PROBLEM TO SOLVE:
Rewrite everything below, from the line containing "Target: rear service door" down to the last line, as a Markdown table with the columns Row and Line. Number each line and leave out blank lines.

=== MATERIAL TO PROCESS ===

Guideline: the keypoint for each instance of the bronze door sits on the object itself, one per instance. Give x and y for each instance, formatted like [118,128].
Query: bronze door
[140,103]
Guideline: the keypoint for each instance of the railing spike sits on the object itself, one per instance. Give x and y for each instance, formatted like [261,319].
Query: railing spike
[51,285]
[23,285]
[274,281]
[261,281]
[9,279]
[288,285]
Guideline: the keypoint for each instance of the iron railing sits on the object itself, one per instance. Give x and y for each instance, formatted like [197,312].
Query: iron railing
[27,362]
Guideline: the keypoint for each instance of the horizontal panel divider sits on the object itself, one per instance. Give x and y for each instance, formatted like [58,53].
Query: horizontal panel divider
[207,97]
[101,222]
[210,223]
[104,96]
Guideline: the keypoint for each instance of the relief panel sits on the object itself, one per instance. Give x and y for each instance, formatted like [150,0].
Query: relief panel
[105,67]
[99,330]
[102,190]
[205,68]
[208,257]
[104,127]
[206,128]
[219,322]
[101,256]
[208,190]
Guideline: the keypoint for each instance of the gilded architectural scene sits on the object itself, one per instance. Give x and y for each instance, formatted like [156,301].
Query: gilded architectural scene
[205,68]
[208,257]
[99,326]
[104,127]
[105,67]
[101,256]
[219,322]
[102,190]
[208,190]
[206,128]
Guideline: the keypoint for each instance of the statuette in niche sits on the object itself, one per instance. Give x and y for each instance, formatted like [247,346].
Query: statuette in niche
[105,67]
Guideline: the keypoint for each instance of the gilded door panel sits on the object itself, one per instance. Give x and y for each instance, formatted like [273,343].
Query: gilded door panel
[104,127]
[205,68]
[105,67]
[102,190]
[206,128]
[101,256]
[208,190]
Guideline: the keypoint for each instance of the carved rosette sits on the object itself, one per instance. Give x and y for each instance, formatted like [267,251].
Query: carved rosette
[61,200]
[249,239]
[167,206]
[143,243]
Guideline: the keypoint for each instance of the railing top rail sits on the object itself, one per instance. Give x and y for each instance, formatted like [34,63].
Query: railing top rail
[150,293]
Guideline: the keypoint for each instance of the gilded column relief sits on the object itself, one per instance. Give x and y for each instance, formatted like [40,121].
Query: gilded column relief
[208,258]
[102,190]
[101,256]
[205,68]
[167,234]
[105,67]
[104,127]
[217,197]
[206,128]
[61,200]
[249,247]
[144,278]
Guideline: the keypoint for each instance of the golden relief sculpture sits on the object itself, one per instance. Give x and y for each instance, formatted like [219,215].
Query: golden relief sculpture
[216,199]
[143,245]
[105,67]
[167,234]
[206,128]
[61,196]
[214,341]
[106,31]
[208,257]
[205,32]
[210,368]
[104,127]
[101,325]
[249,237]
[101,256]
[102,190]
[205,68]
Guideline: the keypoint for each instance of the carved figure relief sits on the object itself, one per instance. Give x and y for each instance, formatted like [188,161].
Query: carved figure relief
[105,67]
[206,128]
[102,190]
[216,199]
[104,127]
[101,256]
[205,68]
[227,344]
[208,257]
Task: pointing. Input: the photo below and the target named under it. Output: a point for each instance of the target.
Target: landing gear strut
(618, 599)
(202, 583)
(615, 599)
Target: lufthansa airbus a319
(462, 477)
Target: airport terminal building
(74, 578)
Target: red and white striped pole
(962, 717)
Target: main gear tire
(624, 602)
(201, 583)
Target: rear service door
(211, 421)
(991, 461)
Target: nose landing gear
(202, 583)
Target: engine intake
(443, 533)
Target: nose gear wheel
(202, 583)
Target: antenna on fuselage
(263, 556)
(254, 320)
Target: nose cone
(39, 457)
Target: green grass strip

===

FINISHED EXERCISE:
| Row | Line |
|---|---|
| 1 | Target: rear service door |
| 2 | (211, 421) |
| 3 | (991, 461) |
| 4 | Target: nose landing gear |
| 5 | (202, 583) |
| 6 | Target: engine intake |
| 7 | (443, 533) |
| 8 | Target: nose gear wheel |
| 9 | (202, 583) |
| 10 | Target: antenna on fuselage |
| 11 | (263, 556) |
| 12 | (254, 320) |
| 13 | Target: nose cone |
| 14 | (39, 457) |
| 15 | Target: green grass strip |